# Passage cité
%%

Je reviens à Maurice pour rencontrer mes amis avec lesquels j’ai partagé de bons souvenirs, car nous épousions une approche progressiste et militante.

Qu’est-ce qui vous a poussé à épouser l’Église et sa Bible ?
Enfant, j’étais engagé, étant né dans une famille chrétienne, où mon papa était aussi engagé. Il n’y a pas eu une influence quelconque, cette vocation de servir l’église était innée en moi. J’ai débuté au séminaire du St-Esprit à Quatre-Bornes pour apprendre le latin, car c’est cette langue ancienne qui était utilisée alors dans l’Église.

Je me méfie des grands leaders charismatiques. Qu’ils se prénomment Grégoire ou autre»

Vous vous êtes rendu en France pour votre noviciat. Racontez-nous…
Il faut savoir qu’il y a une différence entre être un prêtre séculier et un congrégationniste pour devenir spiritain. On me disait alors que ma place n’était pas ici, que je n’avais pas la vocation. On m’a dégagé vers la Réunion. Mgr Langavant m’a bien accueilli là-bas et j’ai suivi le séminaire aux frais de l’État français. D’ailleurs, c’est à la Réunion que j’ai été ordonné prêtre en 1964.

Et votre toute première célébration en tant que prêtre, où et comment cela s’est passé ?
J’ai célébré ma première messe à Marie-Reine-de-la-Paix dans mon pays. Presque tous les dignitaires de l’Évêché étaient présents malgré nos différends profonds.

Vous êtes exclu de l’Église de Maurice, ainsi que de celle de la Réunion. Un prêtre rebelle sur les bords avec une touche gauchiste qui dérangeait la hiérarchie ecclésiastique…
C’était en 1970 à l’île sœur. J’accompagnais des citoyens réunionnais humbles, pauvres, désespérés et cela ne plaisait pas à un député. C’est ainsi qu’on m’a expulsé de la Réunion.

Quel a été le motif principal ?
Le militantisme pour l’être humain. À cette époque, l’Église penchait vers la mouvance de droite, ce qui était lié au contexte de l’époque.

Étiez-vous militant avant d’être prêtre ?
L’Évangile dit d’aller vers les autres, vers les brebis égarées, pour paraphraser le Pape François, qui a aussi une vision allant au-delà de certaines têtes pensantes, mais qui obéit à la lettre ce que dicte l’Évangile. Dans l’Évangile, il y a un parti pris pour les démunis, le lumpenprolétariat, c’est ce que j’ai fait durant mon sacerdoce. Certains disent de moi que je suis un militant. Je suis un prêtre progressiste. Point barre.

J’ai fait le choix de vivre avec Martine et sa fille Anjalay, tout en rendant ma robe de prêtre»

Il y a aussi un sacré épisode : votre passage à Lyon, en France, pour des études sociales. Là-bas également, vous bousculiez les bien-pensants et vous avez été expulsé. Est-ce une seconde nature chez vous que de défier votre hiérarchie ?

%%

# Entrées enregistrées
%%

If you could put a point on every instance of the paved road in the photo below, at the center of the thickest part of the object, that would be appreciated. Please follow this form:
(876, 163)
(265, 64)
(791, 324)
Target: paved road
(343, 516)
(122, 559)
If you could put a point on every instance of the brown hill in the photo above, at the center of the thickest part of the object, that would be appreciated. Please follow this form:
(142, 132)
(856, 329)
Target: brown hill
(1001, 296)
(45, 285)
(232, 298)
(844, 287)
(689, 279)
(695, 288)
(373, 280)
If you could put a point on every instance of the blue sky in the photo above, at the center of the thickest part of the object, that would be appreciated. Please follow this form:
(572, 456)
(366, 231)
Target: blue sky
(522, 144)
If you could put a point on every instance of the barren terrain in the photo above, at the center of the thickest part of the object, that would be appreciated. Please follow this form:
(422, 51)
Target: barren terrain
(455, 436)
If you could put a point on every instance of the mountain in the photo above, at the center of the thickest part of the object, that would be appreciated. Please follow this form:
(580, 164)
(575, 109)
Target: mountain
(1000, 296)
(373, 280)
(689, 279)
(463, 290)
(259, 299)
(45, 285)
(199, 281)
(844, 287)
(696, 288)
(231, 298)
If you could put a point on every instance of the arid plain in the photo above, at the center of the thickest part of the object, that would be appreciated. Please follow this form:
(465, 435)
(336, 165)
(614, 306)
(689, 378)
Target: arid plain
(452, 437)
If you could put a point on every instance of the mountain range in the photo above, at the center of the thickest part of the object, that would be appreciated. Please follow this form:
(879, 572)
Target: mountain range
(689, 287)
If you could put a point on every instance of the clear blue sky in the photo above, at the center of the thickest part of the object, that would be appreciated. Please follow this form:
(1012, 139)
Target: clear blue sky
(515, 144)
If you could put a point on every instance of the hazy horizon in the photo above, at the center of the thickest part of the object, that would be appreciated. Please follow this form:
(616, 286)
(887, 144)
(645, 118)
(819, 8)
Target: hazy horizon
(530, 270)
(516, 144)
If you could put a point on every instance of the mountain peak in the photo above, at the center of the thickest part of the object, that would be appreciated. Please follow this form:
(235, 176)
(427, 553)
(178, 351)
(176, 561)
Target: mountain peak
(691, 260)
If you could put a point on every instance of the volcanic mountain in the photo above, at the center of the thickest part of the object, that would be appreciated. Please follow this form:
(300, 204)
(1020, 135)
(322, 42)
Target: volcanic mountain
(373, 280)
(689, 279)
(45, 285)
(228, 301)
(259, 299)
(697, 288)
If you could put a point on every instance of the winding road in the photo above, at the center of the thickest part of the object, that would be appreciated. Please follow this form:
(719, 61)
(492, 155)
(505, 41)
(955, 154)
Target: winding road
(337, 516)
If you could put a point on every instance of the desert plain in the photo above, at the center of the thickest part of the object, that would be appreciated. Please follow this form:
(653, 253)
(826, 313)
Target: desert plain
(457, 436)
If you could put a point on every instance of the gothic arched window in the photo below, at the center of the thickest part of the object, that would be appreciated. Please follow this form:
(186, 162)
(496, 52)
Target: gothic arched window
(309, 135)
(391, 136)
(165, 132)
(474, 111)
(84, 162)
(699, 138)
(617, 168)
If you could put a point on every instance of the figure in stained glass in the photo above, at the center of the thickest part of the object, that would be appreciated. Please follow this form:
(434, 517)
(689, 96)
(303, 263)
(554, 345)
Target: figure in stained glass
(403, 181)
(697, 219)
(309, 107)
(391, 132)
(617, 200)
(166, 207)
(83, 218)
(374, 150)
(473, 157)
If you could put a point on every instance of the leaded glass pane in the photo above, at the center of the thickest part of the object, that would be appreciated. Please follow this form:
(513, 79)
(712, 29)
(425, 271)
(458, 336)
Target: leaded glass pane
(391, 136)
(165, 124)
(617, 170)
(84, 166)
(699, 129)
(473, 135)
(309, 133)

%%

# Travail demandé
• a. Reproduisez fidèlement le passage de l'entretien allant de "Et votre toute" à "expulsé de la Réunion.".
• b. Selon l'entretien, où et en quelle année la personne interrogée a-t-elle été ordonnée prêtre ?

# Les réponses
• a.
Et votre toute première célébration en tant que prêtre, où et comment cela s’est passé ?
J’ai célébré ma première messe à Marie-Reine-de-la-Paix dans mon pays. Presque tous les dignitaires de l’Évêché étaient présents malgré nos différends profonds.

Vous êtes exclu de l’Église de Maurice, ainsi que de celle de la Réunion. Un prêtre rebelle sur les bords avec une touche gauchiste qui dérangeait la hiérarchie ecclésiastique…
C’était en 1970 à l’île sœur. J’accompagnais des citoyens réunionnais humbles, pauvres, désespérés et cela ne plaisait pas à un député. C’est ainsi qu’on m’a expulsé de la Réunion.

• b. À la Réunion, en 1964.